* Begin *

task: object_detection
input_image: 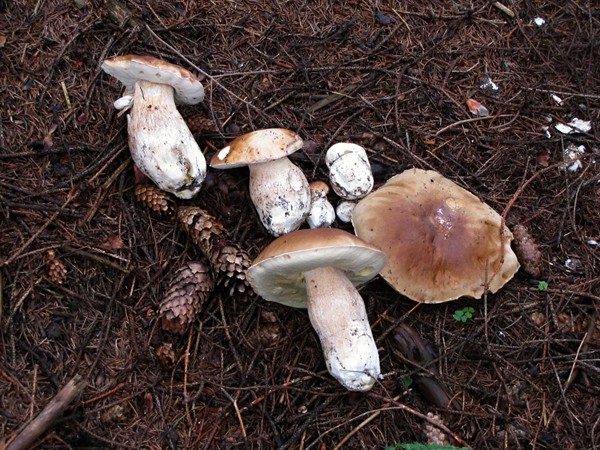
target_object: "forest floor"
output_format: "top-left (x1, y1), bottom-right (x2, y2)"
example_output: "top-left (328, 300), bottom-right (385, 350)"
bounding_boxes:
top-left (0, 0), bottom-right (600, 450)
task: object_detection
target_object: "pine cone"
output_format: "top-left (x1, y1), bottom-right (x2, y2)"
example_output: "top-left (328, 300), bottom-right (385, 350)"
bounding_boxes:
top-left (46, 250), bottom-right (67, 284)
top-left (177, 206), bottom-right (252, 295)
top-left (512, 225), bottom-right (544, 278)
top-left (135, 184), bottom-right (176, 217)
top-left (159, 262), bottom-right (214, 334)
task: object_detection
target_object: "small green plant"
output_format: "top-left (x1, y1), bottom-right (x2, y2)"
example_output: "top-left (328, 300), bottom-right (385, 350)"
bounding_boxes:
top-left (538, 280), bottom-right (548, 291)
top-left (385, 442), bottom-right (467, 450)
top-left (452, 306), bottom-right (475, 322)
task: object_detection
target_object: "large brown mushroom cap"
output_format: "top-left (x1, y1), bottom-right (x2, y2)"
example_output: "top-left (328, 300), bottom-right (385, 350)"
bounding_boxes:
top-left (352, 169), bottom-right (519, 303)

* End *
* Begin *

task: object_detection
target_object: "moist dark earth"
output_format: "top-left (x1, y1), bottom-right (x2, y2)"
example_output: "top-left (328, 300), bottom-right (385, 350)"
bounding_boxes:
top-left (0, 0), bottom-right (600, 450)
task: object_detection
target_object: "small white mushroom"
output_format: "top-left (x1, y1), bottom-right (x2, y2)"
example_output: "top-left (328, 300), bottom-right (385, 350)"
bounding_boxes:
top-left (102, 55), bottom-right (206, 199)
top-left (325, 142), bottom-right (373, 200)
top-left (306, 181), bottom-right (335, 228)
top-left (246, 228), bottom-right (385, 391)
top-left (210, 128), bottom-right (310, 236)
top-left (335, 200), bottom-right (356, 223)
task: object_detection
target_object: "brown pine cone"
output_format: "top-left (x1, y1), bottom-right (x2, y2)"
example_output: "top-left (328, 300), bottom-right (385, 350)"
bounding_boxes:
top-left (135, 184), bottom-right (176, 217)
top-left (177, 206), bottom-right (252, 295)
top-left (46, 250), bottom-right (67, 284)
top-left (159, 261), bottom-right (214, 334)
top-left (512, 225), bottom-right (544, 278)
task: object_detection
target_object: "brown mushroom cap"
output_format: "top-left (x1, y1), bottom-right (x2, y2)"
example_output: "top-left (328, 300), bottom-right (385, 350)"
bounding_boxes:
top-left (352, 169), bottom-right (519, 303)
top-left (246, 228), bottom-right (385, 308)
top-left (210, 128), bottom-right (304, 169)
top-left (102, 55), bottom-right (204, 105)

* End *
* Begin *

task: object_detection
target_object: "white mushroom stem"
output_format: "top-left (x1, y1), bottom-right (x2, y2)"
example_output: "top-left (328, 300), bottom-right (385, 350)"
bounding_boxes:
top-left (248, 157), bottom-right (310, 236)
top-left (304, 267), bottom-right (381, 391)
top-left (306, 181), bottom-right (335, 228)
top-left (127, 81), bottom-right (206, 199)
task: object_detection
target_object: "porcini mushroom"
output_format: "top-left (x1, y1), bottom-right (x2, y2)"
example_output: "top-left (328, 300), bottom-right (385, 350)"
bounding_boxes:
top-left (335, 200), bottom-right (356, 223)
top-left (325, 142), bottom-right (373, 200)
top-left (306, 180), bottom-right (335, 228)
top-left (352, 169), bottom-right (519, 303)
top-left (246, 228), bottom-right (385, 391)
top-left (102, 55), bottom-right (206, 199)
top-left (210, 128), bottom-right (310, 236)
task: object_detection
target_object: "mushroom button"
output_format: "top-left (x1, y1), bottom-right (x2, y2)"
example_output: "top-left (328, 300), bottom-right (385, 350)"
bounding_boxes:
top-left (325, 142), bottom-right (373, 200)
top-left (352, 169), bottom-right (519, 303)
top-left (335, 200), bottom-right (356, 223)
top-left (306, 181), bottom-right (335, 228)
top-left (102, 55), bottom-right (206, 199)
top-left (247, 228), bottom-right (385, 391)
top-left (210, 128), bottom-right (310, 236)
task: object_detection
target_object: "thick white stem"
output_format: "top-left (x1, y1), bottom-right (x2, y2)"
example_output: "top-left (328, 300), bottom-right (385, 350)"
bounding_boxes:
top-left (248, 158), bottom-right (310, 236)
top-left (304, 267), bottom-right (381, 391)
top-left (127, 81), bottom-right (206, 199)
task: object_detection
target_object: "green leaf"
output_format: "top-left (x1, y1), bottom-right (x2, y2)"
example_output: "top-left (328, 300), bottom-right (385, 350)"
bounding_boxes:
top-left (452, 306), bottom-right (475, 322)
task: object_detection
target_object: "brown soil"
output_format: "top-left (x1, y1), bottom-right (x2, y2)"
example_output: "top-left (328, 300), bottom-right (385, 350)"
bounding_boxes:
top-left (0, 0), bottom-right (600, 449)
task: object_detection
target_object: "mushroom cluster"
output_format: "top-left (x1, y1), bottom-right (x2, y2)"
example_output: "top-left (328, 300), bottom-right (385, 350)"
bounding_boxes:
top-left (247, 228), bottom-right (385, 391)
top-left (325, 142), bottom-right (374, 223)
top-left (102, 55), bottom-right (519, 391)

* End *

§ Problem details
Copy out each line of the entries above that contains the word "mushroom".

§ Exercise answer
target_object: "large brown mushroom cap"
target_object: "small white mushroom"
target_object: "brown mushroom cap"
target_object: "white mushroom stem"
target_object: "porcini mushroom"
target_object: "mushroom button"
target_object: "mushroom cluster"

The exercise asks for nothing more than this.